→ **TASK 1**
Answer these questions about the blog post:
(a) Which day of the week does the blog post greet readers with?
(b) What object sits on the kitchen island?
(c) What became the narrator's main form of communication?
→ **TASK 2**
Can you continue the blog post about hiding a drinking habit from where it stops?

Arigato - Confessions of an Alcoholic - Part VI
- queenc1981
- Jun 24
- 2 min read
Happy Tuesday!
Unfortunately not all days are good days and today is definitely rough. The sun is shining and I'm surrounded by things that should make me happy but I just can't shake the deep depression I woke up feeling...it's like my soul hurts. Some days, even the best medication can't help.
I hope your day is filled with much love and happiness😊 🌞
XOXO
“What are you up to for the rest of the day?” Ferrah asked picking my dog up, “Taking her for a walk for sure and then have a ton of work to do” I responded pointing at the silver laptop sitting on the kitchen island. She paused as if this was where I was to invite her to come along but I’ve never been good at social cues besides, I wasn’t at my ‘social state’ yet having only a small portion of red wine. It was far too early to offer anything other than coffee so I’d have to live in my awkward state until she left. This too became a common practice of mine… rushing those who visited out of my house to further hide my addiction.
You’d think it would come to realization that the mere fact that I’m hiding it means that I probably shouldn’t be doing it. Never did this cross my mind… “I’m just an introvert” I would say…”I’m too busy, can we just text instead?”
Texting became my main form of communication due to being able to hide behind a screen never allowing the person too close to see what was really going on.

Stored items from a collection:

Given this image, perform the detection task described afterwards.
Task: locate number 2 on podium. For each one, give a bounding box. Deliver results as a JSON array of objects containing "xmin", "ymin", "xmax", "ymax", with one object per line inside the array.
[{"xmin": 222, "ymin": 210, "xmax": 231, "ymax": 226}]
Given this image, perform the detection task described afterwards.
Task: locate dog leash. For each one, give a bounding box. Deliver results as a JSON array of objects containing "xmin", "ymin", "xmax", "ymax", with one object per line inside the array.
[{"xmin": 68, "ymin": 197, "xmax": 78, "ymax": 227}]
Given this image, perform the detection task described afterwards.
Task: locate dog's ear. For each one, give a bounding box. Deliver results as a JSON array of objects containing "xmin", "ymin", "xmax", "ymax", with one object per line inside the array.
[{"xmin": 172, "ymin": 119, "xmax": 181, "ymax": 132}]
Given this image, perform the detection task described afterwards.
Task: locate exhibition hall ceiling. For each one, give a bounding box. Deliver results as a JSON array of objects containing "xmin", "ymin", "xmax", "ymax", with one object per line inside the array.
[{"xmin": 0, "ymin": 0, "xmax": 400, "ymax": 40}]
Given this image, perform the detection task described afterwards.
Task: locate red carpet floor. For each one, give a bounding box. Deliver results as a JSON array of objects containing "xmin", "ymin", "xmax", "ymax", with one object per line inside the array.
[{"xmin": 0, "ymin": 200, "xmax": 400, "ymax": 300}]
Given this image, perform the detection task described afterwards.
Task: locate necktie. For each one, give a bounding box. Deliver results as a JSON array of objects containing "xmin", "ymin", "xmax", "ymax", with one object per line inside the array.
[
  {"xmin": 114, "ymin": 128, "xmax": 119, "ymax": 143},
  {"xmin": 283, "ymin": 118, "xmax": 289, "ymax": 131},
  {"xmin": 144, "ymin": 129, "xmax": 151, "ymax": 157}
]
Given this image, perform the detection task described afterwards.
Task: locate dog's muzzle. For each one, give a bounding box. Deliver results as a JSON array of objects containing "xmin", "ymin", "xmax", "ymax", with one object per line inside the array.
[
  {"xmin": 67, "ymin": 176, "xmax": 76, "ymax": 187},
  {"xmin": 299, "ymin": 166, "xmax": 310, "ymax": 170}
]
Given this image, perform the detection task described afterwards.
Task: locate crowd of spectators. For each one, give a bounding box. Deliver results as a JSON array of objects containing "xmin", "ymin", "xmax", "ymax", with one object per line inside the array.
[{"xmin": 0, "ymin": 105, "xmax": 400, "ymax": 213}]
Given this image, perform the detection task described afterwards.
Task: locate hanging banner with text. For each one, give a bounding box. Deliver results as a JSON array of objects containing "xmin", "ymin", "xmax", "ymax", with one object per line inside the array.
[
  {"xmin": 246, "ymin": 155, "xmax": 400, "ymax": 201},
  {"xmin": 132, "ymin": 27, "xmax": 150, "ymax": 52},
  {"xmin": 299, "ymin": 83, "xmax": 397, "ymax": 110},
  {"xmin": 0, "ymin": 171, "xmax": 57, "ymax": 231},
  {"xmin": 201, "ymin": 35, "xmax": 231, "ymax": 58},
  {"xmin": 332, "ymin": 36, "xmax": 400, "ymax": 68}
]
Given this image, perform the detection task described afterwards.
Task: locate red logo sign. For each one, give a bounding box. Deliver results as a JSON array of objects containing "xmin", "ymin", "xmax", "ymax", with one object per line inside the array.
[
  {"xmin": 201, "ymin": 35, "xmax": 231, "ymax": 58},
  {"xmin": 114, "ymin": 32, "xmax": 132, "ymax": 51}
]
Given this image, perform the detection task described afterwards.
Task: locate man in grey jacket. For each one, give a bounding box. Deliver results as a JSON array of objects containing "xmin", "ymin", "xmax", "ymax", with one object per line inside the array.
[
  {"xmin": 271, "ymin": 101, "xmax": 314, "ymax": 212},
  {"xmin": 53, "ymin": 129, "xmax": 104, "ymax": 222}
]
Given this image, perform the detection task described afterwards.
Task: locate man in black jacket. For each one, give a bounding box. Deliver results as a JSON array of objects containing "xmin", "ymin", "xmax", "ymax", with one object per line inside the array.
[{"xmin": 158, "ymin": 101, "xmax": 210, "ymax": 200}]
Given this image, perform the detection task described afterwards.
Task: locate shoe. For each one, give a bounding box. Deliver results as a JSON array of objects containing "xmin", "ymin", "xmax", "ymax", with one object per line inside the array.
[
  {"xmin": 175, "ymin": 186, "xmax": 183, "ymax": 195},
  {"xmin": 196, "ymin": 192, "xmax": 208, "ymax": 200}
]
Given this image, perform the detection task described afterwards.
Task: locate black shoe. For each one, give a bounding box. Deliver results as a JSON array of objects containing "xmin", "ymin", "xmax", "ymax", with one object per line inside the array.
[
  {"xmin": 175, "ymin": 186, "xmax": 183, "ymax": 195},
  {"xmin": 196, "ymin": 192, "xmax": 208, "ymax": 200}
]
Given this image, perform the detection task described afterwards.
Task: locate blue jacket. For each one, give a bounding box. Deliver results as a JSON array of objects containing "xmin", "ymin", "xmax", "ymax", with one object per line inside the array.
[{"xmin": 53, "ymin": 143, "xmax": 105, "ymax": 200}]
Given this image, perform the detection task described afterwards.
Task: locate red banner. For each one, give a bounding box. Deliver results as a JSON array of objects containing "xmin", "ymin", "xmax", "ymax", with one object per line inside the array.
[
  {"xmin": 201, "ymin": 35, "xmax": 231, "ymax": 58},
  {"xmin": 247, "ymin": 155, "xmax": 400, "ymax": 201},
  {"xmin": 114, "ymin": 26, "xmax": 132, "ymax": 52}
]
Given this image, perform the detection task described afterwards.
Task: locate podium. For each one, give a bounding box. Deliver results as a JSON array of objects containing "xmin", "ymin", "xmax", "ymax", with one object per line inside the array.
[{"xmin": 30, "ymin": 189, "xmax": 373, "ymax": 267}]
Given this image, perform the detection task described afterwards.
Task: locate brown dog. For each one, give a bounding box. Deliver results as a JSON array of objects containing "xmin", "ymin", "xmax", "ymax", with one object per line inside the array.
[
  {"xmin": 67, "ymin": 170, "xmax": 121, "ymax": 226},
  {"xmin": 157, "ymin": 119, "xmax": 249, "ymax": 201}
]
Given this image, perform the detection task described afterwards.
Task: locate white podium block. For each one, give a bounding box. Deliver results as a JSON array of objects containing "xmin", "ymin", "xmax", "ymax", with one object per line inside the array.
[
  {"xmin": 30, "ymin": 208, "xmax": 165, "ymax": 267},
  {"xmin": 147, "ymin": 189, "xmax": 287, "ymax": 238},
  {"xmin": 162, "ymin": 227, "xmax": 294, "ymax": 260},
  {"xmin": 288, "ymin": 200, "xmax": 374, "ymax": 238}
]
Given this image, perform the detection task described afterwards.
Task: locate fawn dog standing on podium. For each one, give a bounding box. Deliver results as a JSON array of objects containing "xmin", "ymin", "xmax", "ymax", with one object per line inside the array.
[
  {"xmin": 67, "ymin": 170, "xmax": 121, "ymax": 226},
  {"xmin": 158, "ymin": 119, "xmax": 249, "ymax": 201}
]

→ **ANSWER SECTION 1**
(a) Tuesday
(b) A silver laptop
(c) Texting

→ **ANSWER SECTION 2**
I assume that if had I allowed people into my life back then, I’d have ended up on an episode of ‘Intervention.’ Although I am socially awkward and extremely anxious I truly believed I was better off as a hermit. “Well, I better get going”, Ferrah announced as she grabbed her purse and headed to the front entrance way… “I’ll message you later, Cher” “perfect” I thought.
I returned to the cellar with a makeshift door stop and retrieved the bottle plus two others. Back in the kitchen, wine glass in hand, I poured the rest of the bottle and headed upstairs.
Hours passed and one bottle lead to another… “Want to come over for a drink?” the message from my neighbor read. I had already been drinking and should really switch to water but she was just down the road and I was in my social state, I could walk over and have one drink then come back home and be in bed early because TOMORROW was going to be productive! I swore it!